- **Source records**
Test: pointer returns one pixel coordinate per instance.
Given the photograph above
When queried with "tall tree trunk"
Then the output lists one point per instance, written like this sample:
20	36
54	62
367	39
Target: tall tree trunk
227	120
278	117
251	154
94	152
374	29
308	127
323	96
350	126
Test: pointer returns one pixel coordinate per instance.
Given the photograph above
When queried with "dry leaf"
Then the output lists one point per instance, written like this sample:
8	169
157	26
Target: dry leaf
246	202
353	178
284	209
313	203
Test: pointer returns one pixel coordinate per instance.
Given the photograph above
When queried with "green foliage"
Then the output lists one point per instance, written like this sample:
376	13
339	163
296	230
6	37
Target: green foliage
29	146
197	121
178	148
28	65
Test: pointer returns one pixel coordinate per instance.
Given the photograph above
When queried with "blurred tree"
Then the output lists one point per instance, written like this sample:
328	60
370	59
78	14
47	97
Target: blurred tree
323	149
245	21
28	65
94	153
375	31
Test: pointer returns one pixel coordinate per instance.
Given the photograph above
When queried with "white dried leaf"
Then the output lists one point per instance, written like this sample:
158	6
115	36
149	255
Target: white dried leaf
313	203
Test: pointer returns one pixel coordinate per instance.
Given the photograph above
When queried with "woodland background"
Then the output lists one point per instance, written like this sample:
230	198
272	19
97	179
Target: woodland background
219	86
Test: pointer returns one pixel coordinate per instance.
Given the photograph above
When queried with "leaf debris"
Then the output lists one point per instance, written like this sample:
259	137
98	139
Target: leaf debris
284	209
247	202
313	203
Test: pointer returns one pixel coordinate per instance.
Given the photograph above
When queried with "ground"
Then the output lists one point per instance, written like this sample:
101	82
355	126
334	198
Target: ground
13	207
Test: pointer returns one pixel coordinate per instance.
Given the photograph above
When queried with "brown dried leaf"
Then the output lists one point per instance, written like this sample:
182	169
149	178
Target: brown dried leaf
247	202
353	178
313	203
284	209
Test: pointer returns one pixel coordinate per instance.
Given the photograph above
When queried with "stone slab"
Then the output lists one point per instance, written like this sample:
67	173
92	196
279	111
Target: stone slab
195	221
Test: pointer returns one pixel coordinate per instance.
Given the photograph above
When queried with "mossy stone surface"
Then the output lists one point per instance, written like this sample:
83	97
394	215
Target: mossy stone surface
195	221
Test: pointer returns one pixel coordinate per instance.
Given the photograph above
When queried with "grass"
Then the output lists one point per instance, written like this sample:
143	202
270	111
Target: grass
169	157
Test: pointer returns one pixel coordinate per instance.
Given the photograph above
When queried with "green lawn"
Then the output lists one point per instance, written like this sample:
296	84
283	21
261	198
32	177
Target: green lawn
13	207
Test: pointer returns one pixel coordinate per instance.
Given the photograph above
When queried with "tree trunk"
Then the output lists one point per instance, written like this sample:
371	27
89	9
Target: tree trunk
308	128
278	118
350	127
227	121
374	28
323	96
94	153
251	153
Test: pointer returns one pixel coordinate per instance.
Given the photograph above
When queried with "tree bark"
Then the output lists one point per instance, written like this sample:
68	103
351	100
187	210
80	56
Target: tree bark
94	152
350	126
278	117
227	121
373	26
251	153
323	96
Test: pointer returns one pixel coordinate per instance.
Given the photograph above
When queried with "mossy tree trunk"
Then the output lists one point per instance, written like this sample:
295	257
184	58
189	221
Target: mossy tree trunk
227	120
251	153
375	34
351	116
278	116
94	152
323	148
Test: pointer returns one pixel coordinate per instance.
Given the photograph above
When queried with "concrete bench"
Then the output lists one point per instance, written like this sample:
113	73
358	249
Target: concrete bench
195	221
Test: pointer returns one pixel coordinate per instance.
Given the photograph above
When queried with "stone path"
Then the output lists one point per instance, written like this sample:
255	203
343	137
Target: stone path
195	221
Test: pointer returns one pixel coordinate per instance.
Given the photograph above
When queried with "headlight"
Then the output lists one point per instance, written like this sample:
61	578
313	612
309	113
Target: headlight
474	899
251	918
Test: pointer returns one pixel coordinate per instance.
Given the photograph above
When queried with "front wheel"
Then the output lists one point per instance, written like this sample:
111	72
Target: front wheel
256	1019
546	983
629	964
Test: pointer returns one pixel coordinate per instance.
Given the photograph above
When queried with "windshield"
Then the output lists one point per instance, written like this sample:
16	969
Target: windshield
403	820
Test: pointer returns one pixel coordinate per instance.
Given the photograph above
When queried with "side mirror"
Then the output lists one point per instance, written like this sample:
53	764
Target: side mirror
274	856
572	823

- **Goal of the exercise**
All of the data above needs to be written out exactly.

- **Written solution**
Test: pointer returns one pixel coordinate per instance.
Given the photograph above
When queried with "tall tree trunk"
Then the output lists one point per instance, written like this sample:
20	36
54	62
367	39
Target: tall tree trunk
227	120
278	117
251	154
94	152
374	29
308	127
323	96
350	126
Test: pointer returns one pixel coordinate per instance.
Given the photograph above
When queried with "dry leaf"
Then the output lists one point per instance, written like this sample:
8	169
157	26
Target: dry leaf
246	202
353	178
284	209
313	203
Test: pointer returns one pixel coordinate per instance.
Given the photograph above
When queried with "green foliage"
Then the output lists one point per instance, written like this sample:
376	13
339	163
296	230
6	37
Target: green foliage
29	146
197	121
178	148
28	65
Test: pointer returns one pixel coordinate per instance.
Given the photograph above
When queried with "blurred tree"
Then the output lists one point per instance, written like this sample:
328	60
370	59
78	14
47	97
Target: blurred tree
323	149
245	21
28	65
94	153
375	31
Test: pointer returns one pixel coordinate per instance.
Given the photograph above
When queried with "white dried leaf"
Then the output lists one point per instance, written like this sample:
158	6
115	36
149	255
Target: white dried leaf
313	203
Test: pointer returns one pixel coordinate per instance.
Given the photograph above
When queried with "woodland background"
Then the output lists one point per instance, written like this sample:
230	198
272	19
97	179
Target: woodland background
219	86
Test: pointer returns one pixel coordinate per instance.
Given the photograph above
When queried with "leaf debris"
Then the output lists one point per instance, written like this sample:
259	137
98	139
Target: leaf debris
284	209
247	202
313	203
Test: pointer returns one pixel coordinate per instance.
Given the photograph above
When queried with "ground"
Then the output lists one point per instance, written like this sample:
101	82
355	126
334	198
Target: ground
13	207
Test: pointer returns one pixel coordinate per instance.
Given the photograph above
When queried with "brown dried leaf"
Then the output lists one point per instance, written like this sample:
182	169
149	178
Target: brown dried leaf
247	202
353	178
313	203
284	209
Test: pointer returns one pixel coordinate per instance.
Given the photograph above
When queried with "stone slab"
Then the output lists one point per instance, written like this sample:
67	173
92	196
279	111
Target: stone slab
195	221
Test: pointer returns one pixel coordinate per instance.
Given the photograph above
When queried with "mossy stone surface"
Then the output lists one point per instance, written like this sample:
83	97
394	215
Target: mossy stone surface
195	221
Test: pointer returns one pixel coordinate per instance.
Given the photograph above
When queried with "grass"
Then the output lists one point per instance, written like this sample:
143	202
270	111
Target: grass
169	157
Test: pointer returns one pixel coordinate per instance.
Given the photograph above
When queried with "green lawn"
Then the output lists one point per instance, written like this sample:
296	84
283	21
261	198
32	177
Target: green lawn
13	207
Test: pointer returns one pixel coordinate per instance.
Given the photograph above
When queried with "tree trunk"
Then the output lists one point per instance, written like this sample:
371	27
89	9
Target: tree trunk
308	128
278	118
350	127
227	121
374	28
323	96
94	153
251	153
Test: pointer returns one pixel coordinate per instance.
Given the photograph above
When queried with "tree bark"
Then the output lists one point per instance, written like this sample:
68	103
351	100
187	210
80	56
Target: tree bark
94	152
350	126
278	117
227	121
373	26
251	153
323	96
Test: pointer returns one pixel coordinate per instance.
Given the photograph above
When queried with "mossy tree trunk"
Then the output lists one point per instance, written like this sample:
295	257
184	58
189	221
Target: mossy tree trunk
227	120
251	153
375	34
351	116
278	116
94	152
323	148
Test: pointer returns one pixel coordinate per instance.
Given the photograph above
When queried with "concrete bench"
Then the output lists one point per instance, written like this sample:
113	73
358	249
Target: concrete bench
195	221
Test: pointer returns one pixel coordinate per instance.
Given the photograph above
When queried with "stone path"
Then the output lists one point per instance, written like this sample:
255	203
343	137
Target: stone path
195	221
Test: pointer returns one pixel coordinate per instance.
Given the photograph above
When queried with "headlight"
Then the output lists one point per instance, written like this sample:
61	578
313	612
309	113
Target: headlight
474	899
251	918
Test: pointer returns one pixel coordinate per instance.
Given the photograph above
When queried with "front wheel"
Then the output lists one point per instance, written like this sample:
111	72
Target: front wheel
256	1019
546	983
629	964
Test: pointer returns one pixel coordinate per instance.
Given the photograph above
When queried with "windshield"
Then the output lists one point per instance, written like this sample:
16	969
Target: windshield
403	820
Test: pointer returns one pixel coordinate per instance.
Given the photograph above
When queried with "side mirror"
Then the output lists one point per instance, written like this sample:
53	764
Target: side mirror
274	856
572	823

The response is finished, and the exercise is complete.